Records for this task:
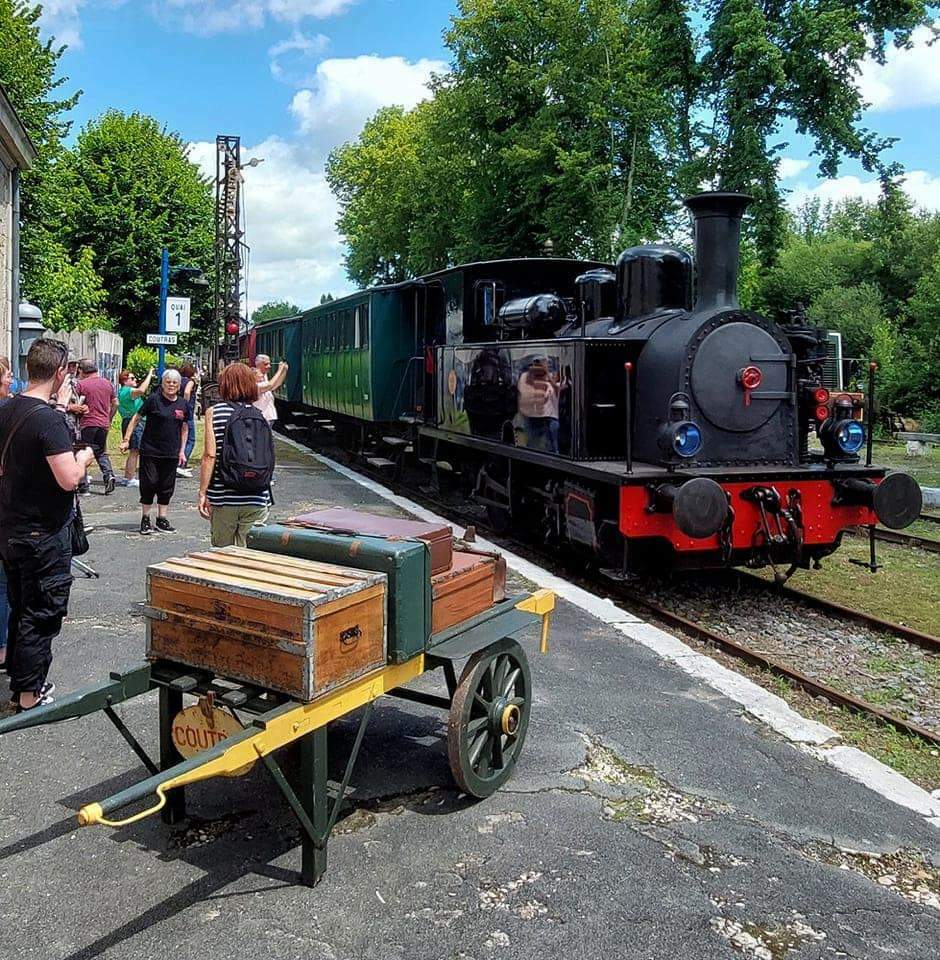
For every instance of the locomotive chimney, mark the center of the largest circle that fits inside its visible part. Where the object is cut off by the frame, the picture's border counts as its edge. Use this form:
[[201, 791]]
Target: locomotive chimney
[[717, 247]]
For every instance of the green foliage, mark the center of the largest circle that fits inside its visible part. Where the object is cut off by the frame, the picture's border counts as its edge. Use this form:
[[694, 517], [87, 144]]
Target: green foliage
[[68, 291], [274, 310], [871, 271], [127, 190], [28, 73], [141, 360], [584, 121]]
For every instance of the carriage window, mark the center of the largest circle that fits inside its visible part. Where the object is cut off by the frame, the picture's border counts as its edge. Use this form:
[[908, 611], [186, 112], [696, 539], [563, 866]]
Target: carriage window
[[487, 303], [364, 324]]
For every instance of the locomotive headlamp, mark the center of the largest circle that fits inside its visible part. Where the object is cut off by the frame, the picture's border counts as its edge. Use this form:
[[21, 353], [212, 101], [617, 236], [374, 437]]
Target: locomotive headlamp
[[842, 436], [680, 436], [686, 438], [850, 435]]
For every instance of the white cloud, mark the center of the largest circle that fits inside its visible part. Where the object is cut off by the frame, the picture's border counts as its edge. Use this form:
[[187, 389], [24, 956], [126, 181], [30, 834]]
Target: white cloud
[[288, 57], [922, 187], [346, 92], [290, 217], [787, 167], [908, 78], [207, 17]]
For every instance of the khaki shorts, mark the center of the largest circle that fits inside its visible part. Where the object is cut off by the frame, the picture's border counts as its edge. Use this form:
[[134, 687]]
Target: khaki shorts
[[230, 525]]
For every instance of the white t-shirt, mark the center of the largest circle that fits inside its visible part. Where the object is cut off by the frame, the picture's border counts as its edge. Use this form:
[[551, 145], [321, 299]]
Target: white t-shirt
[[265, 403]]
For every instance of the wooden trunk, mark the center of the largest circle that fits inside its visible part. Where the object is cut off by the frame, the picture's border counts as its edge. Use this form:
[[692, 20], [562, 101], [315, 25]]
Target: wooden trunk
[[285, 624], [474, 582]]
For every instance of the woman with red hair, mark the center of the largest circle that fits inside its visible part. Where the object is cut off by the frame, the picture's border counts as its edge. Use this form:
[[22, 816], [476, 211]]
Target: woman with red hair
[[230, 512]]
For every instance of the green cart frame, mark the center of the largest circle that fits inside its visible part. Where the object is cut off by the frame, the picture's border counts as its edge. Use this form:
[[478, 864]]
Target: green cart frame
[[488, 706]]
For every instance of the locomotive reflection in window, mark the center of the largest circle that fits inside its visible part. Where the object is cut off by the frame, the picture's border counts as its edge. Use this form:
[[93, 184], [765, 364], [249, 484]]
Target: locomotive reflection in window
[[519, 396], [540, 386]]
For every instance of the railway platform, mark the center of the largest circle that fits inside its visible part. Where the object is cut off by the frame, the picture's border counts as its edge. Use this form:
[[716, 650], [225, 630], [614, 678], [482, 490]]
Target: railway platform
[[652, 814]]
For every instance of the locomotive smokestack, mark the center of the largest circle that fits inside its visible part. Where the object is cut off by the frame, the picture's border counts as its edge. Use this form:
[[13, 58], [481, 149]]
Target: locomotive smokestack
[[717, 247]]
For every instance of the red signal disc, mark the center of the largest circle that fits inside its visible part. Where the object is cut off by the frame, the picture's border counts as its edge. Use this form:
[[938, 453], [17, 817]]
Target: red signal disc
[[751, 378]]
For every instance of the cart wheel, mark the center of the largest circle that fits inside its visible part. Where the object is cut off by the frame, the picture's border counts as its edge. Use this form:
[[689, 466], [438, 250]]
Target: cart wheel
[[489, 717]]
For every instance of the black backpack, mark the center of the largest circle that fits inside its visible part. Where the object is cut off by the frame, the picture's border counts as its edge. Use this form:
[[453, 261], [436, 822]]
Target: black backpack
[[247, 461]]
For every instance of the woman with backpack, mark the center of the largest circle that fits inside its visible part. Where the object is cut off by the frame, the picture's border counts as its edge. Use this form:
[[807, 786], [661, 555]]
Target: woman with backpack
[[237, 462]]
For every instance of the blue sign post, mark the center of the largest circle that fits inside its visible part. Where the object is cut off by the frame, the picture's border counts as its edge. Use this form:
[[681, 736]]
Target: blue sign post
[[164, 293]]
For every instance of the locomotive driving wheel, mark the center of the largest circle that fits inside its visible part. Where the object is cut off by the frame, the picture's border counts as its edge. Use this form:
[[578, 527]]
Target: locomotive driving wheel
[[489, 718]]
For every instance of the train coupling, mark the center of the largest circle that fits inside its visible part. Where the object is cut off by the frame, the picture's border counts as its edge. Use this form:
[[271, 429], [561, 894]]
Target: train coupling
[[897, 500]]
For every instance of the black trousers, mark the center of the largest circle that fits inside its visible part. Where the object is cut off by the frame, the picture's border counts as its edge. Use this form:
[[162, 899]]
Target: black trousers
[[97, 439], [157, 479], [38, 567]]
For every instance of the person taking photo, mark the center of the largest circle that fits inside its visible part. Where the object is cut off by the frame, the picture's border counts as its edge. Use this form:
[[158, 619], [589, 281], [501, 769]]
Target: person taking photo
[[39, 473]]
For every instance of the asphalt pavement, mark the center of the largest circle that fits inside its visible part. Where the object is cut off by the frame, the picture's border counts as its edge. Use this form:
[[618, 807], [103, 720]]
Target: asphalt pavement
[[649, 817]]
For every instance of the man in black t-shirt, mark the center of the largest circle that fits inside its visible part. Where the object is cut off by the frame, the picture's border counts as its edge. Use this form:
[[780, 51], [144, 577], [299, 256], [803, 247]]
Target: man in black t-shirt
[[39, 473]]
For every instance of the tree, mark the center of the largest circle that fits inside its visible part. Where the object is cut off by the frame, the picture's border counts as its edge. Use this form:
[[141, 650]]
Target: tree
[[770, 63], [67, 290], [126, 191], [551, 126], [62, 282], [585, 121], [274, 310]]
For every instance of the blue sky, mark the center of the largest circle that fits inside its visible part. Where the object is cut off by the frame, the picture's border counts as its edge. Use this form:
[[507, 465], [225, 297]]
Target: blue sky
[[294, 78]]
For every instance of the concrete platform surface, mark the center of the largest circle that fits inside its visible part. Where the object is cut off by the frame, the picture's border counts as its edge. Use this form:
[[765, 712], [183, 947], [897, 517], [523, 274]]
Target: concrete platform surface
[[650, 817]]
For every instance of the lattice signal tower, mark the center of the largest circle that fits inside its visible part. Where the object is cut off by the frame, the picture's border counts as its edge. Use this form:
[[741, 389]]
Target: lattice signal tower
[[228, 244]]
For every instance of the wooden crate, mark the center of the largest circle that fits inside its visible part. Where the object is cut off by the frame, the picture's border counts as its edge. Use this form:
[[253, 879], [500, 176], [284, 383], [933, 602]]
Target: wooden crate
[[474, 582], [286, 624]]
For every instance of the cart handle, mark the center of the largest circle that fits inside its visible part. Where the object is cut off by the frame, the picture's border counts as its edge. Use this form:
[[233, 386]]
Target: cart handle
[[268, 733], [541, 603]]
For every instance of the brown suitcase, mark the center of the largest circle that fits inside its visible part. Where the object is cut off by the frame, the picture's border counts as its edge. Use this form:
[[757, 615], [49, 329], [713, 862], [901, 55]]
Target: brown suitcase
[[439, 537], [297, 626], [474, 582]]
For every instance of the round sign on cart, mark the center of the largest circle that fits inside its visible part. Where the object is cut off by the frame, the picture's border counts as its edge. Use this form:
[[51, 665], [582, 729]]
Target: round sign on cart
[[200, 727]]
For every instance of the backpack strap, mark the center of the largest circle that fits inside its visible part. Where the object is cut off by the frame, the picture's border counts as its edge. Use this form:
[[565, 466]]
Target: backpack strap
[[12, 433]]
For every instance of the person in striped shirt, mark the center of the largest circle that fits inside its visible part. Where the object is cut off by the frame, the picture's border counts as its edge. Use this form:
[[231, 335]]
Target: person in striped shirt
[[231, 513]]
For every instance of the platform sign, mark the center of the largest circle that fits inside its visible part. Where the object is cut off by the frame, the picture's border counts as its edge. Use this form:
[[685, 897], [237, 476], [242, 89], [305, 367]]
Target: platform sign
[[177, 314]]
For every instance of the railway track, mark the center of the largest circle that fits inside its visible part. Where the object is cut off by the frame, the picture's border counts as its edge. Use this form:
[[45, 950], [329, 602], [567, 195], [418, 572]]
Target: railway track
[[903, 539], [629, 598]]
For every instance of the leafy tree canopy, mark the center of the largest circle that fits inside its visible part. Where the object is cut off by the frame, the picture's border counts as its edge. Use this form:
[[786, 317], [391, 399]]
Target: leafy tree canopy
[[274, 310], [126, 191], [584, 122]]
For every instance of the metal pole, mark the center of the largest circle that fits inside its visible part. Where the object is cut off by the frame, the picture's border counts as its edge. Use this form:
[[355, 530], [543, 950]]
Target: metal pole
[[164, 292], [628, 414]]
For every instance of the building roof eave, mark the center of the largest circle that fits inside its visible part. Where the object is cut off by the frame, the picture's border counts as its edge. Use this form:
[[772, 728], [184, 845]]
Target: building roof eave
[[14, 139]]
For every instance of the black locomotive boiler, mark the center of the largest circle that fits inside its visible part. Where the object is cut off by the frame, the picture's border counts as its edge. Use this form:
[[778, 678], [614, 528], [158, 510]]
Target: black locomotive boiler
[[603, 406]]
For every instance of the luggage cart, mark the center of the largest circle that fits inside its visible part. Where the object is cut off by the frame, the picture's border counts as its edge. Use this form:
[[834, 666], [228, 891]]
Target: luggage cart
[[237, 725]]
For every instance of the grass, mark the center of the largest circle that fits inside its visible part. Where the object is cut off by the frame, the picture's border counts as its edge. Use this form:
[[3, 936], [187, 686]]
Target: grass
[[925, 470], [905, 591]]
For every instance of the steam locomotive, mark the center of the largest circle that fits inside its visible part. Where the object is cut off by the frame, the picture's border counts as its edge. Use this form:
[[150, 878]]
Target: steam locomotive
[[601, 406]]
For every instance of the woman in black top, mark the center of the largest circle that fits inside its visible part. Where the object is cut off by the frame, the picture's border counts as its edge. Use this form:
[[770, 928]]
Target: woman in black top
[[162, 448]]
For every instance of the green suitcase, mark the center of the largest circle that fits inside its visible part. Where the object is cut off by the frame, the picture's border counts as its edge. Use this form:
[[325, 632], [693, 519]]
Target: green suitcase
[[407, 563]]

Task prompt:
Reproduce verbatim the lines of the records from the line containing "For every instance of the locomotive reflection" through the line containing "Target: locomotive reflection in window", including both of those lines.

Output below:
For every instance of the locomotive reflection in window, mark the center of the largest circle that fits inside its visible part. Where the object is cut off by the frame, the picture's border counts as its edge. Use this form:
[[93, 184], [765, 364], [249, 484]]
Target: locomotive reflection in window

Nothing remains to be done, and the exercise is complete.